** SET TASK **
Your copy should begin at the line containing "Provide the location of each instance of the string" and end at the last line of the records; transcribe those lines exactly and leave out every picture.

** DATA FOR THIS TASK **
>>>>>

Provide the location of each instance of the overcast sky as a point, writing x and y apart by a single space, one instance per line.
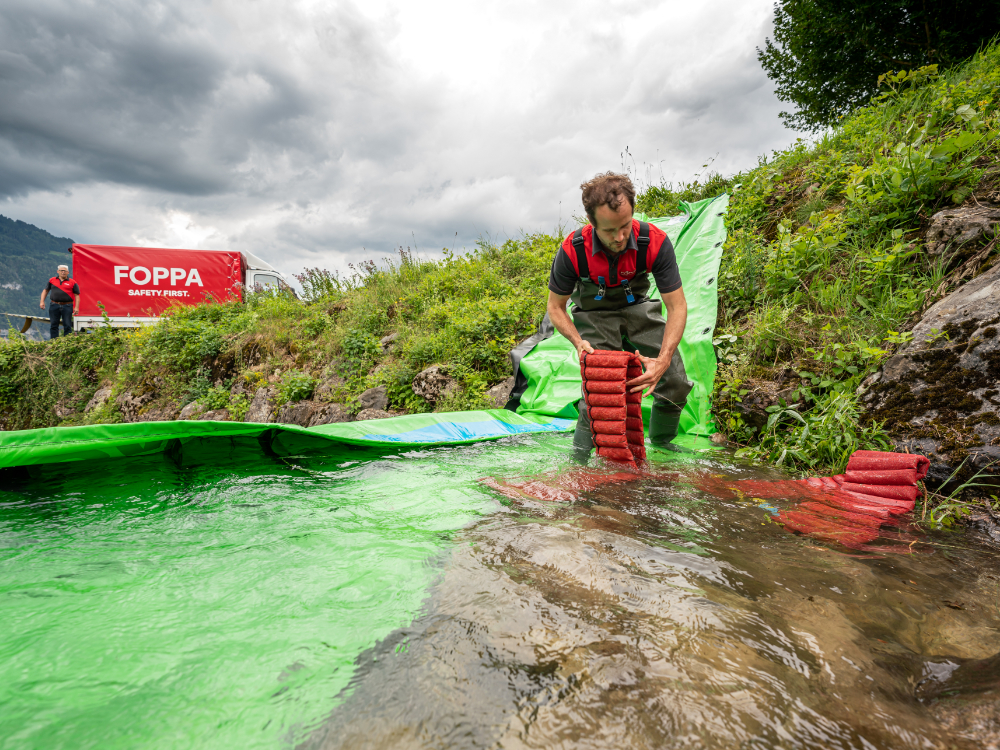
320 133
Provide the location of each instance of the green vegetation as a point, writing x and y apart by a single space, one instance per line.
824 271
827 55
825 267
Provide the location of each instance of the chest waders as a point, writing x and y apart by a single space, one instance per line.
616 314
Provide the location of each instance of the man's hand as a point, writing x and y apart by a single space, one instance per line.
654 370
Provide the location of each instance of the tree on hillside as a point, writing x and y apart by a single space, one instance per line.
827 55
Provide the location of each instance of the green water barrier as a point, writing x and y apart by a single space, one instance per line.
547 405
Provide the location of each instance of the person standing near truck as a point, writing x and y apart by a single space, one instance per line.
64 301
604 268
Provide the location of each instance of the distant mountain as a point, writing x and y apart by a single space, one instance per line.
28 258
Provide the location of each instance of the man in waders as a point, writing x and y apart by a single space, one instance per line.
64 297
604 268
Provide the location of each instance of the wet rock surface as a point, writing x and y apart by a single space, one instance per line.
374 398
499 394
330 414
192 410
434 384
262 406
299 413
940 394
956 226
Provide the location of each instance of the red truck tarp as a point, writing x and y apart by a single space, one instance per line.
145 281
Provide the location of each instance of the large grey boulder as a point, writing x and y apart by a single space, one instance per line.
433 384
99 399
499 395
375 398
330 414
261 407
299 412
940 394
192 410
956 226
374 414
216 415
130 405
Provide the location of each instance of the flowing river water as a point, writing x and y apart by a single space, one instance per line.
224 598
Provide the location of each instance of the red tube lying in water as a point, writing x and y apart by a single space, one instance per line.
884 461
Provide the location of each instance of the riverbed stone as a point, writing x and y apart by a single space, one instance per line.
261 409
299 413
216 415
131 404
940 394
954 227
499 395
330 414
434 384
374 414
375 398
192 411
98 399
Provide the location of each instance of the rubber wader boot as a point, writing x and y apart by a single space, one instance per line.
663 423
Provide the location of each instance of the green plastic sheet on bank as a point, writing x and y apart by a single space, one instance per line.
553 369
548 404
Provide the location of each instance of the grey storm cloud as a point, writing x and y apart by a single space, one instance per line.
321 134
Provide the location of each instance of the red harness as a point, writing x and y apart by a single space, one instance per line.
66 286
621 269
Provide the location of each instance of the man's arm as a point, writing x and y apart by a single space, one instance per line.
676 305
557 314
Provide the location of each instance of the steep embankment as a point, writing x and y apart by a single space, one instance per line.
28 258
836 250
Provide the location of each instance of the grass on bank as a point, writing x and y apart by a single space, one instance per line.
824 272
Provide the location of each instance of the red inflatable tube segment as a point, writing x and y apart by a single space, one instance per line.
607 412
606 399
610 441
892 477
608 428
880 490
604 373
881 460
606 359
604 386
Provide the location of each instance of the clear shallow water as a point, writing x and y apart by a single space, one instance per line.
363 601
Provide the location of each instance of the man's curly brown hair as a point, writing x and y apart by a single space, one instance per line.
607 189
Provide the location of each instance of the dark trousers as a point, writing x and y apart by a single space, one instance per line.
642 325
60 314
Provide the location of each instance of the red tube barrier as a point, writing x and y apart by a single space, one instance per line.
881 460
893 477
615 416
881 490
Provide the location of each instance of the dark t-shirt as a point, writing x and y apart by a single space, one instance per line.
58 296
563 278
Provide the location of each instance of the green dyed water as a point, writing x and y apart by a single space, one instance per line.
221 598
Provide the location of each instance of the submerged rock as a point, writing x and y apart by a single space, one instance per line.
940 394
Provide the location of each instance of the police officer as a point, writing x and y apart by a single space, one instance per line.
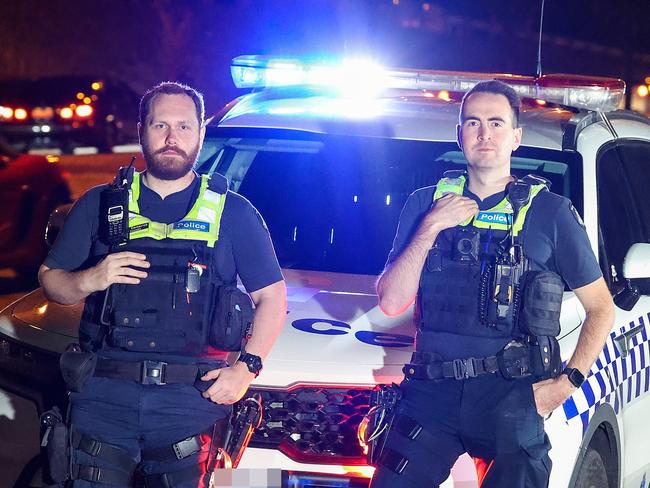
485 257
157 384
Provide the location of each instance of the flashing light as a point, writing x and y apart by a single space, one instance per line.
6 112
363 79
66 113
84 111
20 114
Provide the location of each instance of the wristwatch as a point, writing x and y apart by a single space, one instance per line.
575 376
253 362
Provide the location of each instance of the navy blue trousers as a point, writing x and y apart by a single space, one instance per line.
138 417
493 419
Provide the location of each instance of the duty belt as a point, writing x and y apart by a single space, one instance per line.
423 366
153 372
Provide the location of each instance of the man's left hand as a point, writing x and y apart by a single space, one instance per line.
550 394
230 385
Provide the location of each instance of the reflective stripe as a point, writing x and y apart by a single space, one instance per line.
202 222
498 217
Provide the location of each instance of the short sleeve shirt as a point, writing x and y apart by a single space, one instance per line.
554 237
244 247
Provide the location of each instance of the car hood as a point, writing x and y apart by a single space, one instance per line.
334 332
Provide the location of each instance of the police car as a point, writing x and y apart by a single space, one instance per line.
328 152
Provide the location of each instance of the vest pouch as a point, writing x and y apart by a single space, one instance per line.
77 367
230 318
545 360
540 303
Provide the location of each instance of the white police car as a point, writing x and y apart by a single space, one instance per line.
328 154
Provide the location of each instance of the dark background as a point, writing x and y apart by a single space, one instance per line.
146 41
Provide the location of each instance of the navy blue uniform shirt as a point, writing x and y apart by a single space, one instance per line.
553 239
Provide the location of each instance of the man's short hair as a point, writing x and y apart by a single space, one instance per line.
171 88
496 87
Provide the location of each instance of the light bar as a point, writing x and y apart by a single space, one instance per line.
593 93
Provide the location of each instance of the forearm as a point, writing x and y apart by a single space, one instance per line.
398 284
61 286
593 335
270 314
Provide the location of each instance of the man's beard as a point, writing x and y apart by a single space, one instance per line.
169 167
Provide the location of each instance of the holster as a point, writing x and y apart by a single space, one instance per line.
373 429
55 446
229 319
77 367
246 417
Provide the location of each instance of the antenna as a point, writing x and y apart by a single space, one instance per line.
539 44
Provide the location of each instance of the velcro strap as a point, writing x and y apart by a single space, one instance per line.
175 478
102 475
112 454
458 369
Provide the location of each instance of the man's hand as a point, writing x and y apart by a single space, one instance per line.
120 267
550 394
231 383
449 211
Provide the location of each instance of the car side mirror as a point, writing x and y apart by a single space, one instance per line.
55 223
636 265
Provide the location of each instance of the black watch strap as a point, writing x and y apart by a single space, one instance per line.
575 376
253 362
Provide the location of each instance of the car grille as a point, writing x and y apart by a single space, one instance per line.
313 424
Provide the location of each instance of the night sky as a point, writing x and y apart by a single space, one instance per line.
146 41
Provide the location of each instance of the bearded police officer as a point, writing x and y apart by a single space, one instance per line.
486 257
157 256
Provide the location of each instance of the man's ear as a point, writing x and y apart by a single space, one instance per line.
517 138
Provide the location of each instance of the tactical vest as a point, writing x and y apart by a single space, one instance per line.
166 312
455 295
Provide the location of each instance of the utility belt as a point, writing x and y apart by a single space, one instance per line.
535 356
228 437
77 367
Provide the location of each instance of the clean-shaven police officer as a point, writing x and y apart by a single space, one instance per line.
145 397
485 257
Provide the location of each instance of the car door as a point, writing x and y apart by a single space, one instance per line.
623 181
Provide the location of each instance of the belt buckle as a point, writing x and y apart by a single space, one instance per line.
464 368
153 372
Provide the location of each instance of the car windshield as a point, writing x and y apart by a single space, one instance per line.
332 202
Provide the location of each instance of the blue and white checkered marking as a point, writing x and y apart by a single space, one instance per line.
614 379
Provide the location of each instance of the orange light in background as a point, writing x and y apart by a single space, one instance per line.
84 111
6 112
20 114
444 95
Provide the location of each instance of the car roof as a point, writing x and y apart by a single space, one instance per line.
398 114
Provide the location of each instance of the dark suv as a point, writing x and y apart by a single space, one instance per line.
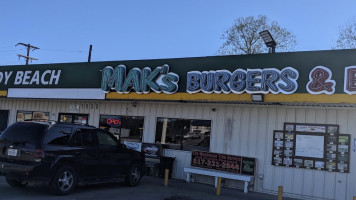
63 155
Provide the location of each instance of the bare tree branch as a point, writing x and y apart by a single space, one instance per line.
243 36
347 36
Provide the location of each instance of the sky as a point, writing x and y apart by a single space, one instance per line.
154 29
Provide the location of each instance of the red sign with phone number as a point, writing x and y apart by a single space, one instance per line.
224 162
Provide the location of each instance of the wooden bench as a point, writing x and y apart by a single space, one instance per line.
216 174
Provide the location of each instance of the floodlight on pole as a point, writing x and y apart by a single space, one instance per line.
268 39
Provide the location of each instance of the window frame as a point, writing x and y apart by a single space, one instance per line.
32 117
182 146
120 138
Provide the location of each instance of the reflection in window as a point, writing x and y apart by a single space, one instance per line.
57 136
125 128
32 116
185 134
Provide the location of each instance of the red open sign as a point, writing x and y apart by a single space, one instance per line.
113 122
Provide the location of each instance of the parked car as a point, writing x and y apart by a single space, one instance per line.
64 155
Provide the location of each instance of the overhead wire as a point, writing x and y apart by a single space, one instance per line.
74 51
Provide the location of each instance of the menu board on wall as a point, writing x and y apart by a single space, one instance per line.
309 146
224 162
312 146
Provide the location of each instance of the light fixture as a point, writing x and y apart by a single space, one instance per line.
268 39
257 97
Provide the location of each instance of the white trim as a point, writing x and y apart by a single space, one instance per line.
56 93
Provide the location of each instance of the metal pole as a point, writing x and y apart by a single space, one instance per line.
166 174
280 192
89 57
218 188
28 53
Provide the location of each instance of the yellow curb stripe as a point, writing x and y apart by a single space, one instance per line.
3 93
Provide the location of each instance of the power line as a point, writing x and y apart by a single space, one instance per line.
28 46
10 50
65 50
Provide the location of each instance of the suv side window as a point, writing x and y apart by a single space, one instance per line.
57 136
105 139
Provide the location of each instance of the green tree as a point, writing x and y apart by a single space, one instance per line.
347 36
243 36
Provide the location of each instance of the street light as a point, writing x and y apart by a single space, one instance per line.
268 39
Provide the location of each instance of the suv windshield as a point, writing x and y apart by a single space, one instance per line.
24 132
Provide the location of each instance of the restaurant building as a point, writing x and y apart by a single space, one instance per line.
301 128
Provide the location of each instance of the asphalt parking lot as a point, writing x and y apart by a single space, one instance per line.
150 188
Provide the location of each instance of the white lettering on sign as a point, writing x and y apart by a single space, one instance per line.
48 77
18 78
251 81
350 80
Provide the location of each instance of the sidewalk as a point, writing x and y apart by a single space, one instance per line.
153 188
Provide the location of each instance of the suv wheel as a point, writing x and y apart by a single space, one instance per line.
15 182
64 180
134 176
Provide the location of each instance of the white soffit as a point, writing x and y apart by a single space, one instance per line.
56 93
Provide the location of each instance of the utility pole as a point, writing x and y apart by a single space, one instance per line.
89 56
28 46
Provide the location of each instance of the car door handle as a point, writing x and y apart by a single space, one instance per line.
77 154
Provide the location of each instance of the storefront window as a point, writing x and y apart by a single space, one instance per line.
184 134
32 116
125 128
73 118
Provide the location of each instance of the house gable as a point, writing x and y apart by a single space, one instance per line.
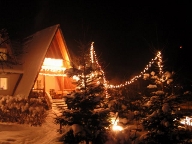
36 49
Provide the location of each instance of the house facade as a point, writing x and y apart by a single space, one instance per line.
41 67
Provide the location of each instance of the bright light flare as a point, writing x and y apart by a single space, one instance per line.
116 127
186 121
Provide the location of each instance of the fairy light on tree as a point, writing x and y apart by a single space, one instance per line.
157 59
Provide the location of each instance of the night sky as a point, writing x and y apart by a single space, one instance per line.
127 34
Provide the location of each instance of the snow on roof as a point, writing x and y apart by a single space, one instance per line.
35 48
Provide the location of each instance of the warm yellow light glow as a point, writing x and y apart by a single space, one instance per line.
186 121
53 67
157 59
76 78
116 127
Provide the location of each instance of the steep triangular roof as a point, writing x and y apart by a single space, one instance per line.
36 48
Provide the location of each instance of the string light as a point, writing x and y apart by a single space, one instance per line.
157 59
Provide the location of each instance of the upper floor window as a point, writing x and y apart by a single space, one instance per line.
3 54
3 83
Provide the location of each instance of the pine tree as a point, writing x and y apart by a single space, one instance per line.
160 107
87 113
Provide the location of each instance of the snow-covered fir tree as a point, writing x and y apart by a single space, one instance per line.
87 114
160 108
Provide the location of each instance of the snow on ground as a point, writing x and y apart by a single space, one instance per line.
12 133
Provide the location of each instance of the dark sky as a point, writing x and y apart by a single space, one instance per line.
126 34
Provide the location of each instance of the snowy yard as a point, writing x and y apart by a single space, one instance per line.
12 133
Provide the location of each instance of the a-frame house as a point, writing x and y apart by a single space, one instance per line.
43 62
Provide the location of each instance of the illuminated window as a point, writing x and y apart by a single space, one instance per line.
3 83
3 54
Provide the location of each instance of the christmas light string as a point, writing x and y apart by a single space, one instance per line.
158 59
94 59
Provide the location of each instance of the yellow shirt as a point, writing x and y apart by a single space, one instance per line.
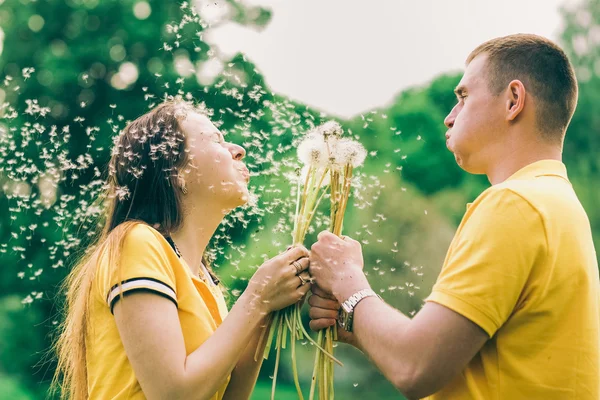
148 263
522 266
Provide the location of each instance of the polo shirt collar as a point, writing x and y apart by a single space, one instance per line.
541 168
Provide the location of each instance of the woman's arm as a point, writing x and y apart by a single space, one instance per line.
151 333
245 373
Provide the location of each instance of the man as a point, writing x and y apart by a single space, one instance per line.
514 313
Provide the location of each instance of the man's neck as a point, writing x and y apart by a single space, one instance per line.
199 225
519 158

<<<<<

** FINAL RESULT **
Provide the location of each instance of the string light as a point, writing x and y apart by a single space, one instance per line.
157 59
Provide the location of each instance of the upper floor window as a point, writing x and y apart by a single space, one instance per line.
3 54
3 83
Provide the location of each instance of the pine tree as a point, writing x and y apart by a single space, one instance per line.
160 107
87 113
Provide the location of each instance of the snow-covered fir tree as a point, writing x and y apart by a single space, one instance per line.
87 114
160 108
Provide the location of each instance of the snow on ground as a point, writing x and y apart by a single space, one instance per line.
12 133
Provide the location of each instance of the dark sky as a point, writing x and y apart by a single space, one instance per line.
126 34
Provide the location of each instance of the snowy yard as a point, writing x and y apart by a single space, one instance per line.
12 133
Provide the location of each instance of the a-frame house as a point, writing x and y apart by a single space, one instance per line.
43 62
Provide the location of each instance of the illuminated window as a point, writing x and y apart by a single space, one instance per line.
3 83
3 54
Provide the location of each instance of the christmas light string as a point, writing x and y apart by a single space, one instance per line.
158 59
94 59
Provide the location of each instance of the yellow shirt as a point, writing x and y apart by a single space, one instance per line.
148 263
522 266
Provide the location of each instance of the polo shirt collar as a point, writing x and y apart by a single space, one instance per line.
541 168
Provide the location of each instance of the woman's arm as a point, writing x and y apart by a single space, one instance per line.
151 333
245 373
Provide the location of each instance of the man as a point, writing x and y apart by a single space, one instance per line.
514 313
Provide the location of each instance of the man's neck as a point, writing x and y apart by a single space, one instance per line.
199 225
519 158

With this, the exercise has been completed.